| ISTRUZIONE FORNITA 1 |
Nell'estratto che segue sul permesso premio 4 bis, quale sentenza della Corte di Cassazione viene esaminata?

| ESTRATTO FORNITO |
○ ○ ○ ○ ○ ○ ○

Permesso Premio 4 bis: Buona Condotta Non Basta per Superare la Pericolosità
La Corte di Cassazione, con la recente sentenza n. 16693 del 2025, è tornata a pronunciarsi su un tema cruciale dell’ordinamento penitenziario: la concessione del permesso premio 4 bis a detenuti per reati di mafia. La decisione ribadisce un principio fondamentale: la buona condotta tenuta in carcere, da sola, non è sufficiente a superare la presunzione di pericolosità sociale che la legge collega a tali crimini. Analizziamo insieme i dettagli di questa importante pronuncia.
I Fatti del Caso
Il caso riguarda un detenuto, condannato per associazione di stampo mafioso e associazione finalizzata al narcotraffico, che si era visto negare un permesso premio dal Magistrato di Sorveglianza. Contro tale diniego, l’interessato aveva proposto reclamo al Tribunale di Sorveglianza, il quale, tuttavia, lo aveva respinto.

○ ○ ○ ○ ○ ○ ○

| ELENCO DATI |
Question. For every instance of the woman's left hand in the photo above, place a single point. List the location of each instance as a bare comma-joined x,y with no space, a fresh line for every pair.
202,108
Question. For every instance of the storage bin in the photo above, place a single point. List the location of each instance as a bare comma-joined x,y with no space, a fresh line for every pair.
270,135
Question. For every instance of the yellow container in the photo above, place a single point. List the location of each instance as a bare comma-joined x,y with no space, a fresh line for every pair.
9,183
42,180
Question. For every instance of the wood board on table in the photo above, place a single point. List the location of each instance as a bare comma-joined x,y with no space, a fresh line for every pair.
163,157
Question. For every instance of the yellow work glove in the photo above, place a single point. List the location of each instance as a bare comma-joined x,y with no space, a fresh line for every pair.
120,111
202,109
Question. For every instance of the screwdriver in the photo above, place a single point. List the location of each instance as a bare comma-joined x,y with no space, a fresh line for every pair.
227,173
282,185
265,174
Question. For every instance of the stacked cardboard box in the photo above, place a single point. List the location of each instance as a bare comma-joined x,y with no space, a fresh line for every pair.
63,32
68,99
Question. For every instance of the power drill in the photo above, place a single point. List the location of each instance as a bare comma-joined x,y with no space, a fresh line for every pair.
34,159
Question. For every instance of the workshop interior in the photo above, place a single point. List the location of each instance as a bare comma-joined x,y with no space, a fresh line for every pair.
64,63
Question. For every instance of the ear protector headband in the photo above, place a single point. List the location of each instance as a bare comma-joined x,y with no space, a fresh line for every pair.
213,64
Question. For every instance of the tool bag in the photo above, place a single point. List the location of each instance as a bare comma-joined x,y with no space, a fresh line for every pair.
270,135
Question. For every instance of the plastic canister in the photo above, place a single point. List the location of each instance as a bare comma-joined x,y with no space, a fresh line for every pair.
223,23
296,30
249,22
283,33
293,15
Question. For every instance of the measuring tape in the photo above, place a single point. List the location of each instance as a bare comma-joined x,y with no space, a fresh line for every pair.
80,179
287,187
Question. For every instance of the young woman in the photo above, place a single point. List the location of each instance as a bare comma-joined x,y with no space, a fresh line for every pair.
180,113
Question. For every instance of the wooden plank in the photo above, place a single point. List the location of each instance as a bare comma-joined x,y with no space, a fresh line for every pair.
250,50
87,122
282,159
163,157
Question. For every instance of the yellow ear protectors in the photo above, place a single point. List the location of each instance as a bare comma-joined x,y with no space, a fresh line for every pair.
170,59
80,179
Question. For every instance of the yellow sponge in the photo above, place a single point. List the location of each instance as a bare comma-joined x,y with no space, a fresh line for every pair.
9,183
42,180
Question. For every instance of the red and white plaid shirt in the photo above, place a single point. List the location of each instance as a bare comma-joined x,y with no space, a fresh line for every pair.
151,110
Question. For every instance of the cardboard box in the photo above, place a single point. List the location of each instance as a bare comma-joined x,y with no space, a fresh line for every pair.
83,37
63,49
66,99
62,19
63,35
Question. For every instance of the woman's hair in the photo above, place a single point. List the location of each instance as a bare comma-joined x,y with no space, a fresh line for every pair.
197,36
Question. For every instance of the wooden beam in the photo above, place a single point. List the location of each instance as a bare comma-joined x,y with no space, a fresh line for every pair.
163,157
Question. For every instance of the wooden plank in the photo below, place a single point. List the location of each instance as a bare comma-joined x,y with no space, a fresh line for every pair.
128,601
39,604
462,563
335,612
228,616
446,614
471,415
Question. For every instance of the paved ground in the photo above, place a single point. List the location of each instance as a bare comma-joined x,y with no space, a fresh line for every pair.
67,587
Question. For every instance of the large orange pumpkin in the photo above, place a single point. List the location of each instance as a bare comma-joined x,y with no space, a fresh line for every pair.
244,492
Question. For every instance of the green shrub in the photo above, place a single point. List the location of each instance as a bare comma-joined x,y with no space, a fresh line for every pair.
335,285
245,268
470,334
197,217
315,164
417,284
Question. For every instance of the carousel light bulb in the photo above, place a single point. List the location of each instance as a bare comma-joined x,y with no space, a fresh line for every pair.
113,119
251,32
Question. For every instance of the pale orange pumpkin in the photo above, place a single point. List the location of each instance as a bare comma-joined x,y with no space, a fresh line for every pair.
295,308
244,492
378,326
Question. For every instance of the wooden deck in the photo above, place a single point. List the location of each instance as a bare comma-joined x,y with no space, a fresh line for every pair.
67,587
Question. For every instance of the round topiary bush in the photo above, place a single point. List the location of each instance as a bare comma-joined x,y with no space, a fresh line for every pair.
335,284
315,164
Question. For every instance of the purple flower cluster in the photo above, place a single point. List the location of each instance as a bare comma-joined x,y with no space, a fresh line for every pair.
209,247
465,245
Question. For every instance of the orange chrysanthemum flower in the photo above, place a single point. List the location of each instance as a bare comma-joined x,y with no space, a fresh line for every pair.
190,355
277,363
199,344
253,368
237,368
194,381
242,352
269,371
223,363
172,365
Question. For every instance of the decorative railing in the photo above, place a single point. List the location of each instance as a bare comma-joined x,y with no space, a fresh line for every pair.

○ ○ ○ ○ ○ ○ ○

| ISTRUZIONE FORNITA 2 |
Conta le righe dell'elenco dati qui sopra che contengono la stringa "white", distinguendo tra maiuscole e minuscole. Fornisci soltanto il numero.

| RISPOSTA 1 |
La sentenza n. 16693 del 2025.

| RISPOSTA 2 |
1